TASK DIRECTIONS: Copy each line of the data below with the word "leafy".

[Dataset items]

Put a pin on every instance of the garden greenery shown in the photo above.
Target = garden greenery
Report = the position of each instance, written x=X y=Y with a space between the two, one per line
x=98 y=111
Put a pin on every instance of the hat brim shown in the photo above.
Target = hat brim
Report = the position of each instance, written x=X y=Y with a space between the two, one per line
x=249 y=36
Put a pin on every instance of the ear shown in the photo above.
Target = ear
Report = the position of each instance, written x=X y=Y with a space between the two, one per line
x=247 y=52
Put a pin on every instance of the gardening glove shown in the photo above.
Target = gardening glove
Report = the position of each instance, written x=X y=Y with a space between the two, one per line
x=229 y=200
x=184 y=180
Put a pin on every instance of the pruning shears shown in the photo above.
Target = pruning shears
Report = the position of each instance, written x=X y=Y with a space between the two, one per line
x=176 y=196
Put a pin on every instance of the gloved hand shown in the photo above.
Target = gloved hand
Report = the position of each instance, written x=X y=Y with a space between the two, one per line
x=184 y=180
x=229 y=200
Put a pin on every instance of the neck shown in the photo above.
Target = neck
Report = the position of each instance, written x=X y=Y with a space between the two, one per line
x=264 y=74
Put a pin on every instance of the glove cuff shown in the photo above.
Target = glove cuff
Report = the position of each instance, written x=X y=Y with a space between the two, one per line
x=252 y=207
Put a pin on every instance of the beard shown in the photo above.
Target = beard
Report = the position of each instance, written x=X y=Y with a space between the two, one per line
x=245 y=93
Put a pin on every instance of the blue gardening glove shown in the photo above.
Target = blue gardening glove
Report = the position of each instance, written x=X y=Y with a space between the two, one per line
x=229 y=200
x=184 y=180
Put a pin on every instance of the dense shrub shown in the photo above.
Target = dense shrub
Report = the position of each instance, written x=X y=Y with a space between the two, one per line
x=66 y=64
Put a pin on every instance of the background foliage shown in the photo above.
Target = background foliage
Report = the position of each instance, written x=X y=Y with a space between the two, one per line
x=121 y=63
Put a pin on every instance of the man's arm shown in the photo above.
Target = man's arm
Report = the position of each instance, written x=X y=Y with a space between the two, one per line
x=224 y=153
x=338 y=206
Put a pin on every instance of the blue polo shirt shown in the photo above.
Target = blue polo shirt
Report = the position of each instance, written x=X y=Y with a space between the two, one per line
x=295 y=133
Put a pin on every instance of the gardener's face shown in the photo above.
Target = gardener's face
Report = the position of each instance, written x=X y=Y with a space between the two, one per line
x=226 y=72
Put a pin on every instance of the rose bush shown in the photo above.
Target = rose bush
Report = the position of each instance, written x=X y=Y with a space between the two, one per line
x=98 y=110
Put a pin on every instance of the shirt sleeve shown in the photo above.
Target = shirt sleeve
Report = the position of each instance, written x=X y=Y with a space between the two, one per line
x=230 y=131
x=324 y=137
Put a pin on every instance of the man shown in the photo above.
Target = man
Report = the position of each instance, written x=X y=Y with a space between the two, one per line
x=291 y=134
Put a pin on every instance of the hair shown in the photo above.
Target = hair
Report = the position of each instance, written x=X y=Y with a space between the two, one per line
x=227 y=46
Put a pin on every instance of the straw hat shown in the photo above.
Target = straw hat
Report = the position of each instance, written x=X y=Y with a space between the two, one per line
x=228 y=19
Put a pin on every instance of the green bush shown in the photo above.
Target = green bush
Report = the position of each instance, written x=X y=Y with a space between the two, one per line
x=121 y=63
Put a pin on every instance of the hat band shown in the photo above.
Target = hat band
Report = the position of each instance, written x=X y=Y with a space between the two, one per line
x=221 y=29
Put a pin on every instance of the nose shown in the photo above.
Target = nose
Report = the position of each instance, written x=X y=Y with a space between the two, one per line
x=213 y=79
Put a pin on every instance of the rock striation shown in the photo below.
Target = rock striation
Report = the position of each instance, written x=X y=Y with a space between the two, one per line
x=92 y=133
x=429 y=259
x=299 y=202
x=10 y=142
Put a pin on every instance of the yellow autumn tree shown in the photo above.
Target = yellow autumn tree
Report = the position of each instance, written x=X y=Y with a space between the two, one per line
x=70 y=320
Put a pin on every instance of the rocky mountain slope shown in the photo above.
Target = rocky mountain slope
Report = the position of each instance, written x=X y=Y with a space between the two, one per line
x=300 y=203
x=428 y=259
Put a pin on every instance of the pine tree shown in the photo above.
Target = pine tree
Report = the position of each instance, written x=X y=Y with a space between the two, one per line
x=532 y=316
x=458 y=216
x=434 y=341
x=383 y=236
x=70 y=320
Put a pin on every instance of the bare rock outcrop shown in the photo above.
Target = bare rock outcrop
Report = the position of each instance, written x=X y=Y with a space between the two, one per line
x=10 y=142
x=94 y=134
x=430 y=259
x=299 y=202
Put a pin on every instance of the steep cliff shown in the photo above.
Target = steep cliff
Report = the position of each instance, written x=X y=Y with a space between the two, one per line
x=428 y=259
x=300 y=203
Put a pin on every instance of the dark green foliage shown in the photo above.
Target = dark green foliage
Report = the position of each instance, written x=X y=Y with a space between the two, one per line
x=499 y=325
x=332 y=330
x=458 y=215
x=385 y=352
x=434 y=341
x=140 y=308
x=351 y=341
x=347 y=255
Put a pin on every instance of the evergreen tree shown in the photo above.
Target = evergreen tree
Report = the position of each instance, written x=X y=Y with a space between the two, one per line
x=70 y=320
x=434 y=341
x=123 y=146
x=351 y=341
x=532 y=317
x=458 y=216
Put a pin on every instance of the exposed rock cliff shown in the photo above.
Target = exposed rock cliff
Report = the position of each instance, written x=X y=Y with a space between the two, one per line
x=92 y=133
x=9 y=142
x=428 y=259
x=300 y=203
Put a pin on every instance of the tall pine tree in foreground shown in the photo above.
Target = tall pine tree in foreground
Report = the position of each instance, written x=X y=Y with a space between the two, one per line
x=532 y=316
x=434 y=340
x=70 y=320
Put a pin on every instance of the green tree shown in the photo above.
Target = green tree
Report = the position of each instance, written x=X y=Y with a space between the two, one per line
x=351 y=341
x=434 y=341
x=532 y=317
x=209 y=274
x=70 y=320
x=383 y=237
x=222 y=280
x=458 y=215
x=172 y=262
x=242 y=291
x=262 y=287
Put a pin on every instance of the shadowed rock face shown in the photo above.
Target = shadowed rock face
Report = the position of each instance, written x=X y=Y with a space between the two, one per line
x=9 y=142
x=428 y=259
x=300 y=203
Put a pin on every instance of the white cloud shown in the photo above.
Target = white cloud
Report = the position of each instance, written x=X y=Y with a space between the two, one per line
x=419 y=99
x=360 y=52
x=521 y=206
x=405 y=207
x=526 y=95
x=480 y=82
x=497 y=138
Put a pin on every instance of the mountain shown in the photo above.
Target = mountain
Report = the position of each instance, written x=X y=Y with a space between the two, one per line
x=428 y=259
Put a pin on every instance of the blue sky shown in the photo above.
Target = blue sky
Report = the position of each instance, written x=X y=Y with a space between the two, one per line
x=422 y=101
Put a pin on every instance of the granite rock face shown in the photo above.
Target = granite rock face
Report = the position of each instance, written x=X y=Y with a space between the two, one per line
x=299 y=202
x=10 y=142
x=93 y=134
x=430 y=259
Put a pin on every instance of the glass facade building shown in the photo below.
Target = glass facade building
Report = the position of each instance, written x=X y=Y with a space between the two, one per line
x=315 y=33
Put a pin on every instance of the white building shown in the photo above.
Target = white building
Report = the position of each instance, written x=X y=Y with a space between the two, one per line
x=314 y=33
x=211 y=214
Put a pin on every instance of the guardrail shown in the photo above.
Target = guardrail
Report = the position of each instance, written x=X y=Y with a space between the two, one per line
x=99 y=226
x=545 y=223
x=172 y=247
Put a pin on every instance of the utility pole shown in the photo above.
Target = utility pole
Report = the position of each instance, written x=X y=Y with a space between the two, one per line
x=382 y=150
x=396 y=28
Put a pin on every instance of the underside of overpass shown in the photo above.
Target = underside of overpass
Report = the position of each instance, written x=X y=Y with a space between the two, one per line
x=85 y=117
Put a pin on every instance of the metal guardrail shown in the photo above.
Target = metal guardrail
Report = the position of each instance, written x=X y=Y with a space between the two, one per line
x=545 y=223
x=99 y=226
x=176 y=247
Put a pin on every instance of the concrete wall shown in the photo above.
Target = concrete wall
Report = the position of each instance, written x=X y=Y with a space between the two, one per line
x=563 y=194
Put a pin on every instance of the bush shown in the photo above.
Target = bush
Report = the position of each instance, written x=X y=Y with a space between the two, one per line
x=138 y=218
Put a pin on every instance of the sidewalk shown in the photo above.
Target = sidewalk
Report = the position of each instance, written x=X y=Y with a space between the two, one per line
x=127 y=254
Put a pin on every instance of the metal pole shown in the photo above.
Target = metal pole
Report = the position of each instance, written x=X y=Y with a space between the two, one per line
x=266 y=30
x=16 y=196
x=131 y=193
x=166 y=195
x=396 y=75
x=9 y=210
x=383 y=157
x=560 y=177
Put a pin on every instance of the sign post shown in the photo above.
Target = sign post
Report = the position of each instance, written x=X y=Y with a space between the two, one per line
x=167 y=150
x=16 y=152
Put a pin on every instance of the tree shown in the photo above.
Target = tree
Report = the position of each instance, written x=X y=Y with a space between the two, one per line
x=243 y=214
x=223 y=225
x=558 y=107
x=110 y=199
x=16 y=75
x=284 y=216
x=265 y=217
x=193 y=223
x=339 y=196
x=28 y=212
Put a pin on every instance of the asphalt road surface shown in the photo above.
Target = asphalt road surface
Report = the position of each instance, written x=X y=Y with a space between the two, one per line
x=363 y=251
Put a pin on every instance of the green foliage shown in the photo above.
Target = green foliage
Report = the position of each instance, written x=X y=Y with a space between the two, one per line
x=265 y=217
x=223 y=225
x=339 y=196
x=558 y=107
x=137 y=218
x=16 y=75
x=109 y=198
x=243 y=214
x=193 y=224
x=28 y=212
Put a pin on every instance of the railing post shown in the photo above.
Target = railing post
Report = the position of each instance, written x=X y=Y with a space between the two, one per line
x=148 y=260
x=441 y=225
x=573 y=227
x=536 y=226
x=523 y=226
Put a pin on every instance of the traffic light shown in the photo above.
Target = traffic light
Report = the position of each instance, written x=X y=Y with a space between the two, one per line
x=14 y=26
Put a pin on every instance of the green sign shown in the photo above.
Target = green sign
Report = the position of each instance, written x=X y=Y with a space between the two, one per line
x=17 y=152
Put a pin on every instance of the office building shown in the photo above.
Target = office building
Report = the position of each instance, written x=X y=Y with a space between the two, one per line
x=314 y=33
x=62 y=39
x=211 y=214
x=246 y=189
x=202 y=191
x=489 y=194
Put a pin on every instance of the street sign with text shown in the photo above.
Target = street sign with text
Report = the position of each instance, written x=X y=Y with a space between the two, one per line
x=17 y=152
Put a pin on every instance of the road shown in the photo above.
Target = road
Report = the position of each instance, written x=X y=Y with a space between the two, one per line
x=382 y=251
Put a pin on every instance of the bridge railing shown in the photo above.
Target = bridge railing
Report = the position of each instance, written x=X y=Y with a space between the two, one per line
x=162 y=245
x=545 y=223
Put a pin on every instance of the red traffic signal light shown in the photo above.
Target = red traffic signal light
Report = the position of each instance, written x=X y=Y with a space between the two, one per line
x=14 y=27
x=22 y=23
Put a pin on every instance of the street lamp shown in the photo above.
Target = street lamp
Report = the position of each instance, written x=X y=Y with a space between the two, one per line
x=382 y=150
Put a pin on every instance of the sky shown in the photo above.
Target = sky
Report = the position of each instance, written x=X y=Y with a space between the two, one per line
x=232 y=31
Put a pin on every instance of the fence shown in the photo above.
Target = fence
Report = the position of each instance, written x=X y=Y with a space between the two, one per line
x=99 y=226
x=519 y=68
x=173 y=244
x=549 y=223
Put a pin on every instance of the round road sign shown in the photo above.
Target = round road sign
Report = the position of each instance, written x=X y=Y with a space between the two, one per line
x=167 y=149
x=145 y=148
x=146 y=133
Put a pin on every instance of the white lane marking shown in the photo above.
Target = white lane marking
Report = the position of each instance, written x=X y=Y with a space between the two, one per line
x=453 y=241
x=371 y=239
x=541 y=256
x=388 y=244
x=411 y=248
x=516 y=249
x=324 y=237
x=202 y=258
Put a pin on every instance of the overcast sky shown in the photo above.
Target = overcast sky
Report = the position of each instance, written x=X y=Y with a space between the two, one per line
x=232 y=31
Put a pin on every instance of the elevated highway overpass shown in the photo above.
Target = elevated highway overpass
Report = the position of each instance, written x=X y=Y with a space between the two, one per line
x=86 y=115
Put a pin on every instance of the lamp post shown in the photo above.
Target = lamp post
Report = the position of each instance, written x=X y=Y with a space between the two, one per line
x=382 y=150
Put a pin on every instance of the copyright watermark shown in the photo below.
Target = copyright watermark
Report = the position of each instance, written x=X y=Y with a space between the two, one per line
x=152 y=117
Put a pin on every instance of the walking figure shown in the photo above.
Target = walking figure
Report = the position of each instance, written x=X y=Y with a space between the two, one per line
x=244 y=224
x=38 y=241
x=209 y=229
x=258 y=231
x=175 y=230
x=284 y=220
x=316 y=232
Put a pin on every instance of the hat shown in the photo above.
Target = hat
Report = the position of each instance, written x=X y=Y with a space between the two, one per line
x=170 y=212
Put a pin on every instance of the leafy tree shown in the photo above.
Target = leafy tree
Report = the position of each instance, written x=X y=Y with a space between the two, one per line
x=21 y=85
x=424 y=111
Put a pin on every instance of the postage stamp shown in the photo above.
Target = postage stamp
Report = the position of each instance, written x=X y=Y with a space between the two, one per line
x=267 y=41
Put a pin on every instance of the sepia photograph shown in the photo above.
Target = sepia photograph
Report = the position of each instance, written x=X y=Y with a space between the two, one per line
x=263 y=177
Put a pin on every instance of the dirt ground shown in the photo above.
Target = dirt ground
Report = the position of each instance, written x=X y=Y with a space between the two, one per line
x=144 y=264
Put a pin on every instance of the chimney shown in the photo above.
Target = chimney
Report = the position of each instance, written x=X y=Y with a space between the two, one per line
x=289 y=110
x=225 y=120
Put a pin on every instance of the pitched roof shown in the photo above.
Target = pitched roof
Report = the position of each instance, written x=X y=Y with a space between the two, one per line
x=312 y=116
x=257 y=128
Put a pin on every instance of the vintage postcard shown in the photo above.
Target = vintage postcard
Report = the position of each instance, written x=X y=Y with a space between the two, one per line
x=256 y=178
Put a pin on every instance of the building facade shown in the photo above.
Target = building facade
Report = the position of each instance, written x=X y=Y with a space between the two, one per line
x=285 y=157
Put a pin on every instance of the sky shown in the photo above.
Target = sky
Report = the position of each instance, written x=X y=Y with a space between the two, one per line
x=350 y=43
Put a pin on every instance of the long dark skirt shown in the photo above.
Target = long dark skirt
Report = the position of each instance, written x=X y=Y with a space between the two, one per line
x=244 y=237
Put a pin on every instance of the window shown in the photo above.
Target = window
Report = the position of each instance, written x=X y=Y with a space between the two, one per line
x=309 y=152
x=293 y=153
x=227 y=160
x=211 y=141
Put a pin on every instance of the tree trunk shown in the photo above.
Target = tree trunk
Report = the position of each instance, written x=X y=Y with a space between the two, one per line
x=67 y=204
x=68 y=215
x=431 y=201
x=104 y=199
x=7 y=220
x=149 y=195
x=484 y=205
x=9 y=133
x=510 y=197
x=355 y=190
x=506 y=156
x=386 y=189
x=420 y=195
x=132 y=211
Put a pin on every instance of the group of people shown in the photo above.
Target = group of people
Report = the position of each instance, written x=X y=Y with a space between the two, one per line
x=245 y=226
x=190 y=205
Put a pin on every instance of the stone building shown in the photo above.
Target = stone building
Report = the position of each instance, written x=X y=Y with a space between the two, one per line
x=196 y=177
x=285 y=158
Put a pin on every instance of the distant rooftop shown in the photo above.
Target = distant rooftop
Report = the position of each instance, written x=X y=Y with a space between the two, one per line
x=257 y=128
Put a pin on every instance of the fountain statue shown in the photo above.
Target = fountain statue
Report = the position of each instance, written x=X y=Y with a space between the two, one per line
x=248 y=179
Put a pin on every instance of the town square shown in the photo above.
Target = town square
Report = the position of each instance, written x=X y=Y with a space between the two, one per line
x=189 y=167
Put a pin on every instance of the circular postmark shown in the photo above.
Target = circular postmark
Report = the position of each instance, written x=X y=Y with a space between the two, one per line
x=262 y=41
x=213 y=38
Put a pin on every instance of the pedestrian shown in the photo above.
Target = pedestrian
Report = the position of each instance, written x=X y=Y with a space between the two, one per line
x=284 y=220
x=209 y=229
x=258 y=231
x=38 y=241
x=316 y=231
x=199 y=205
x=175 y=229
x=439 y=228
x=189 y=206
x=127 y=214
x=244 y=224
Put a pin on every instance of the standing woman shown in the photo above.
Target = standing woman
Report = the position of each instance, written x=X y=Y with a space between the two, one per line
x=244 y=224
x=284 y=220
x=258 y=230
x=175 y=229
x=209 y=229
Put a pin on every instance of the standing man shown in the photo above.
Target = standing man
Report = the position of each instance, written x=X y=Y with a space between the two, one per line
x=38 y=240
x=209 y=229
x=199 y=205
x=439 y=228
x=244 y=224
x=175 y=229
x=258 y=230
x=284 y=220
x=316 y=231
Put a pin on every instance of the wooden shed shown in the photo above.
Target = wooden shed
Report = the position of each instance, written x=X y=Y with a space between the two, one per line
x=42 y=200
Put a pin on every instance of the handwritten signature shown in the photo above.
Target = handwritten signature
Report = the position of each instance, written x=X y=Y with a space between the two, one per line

RESULT OF THIS TASK:
Put a pin on every instance of the leafy tree shown in the photo above.
Target = leafy tree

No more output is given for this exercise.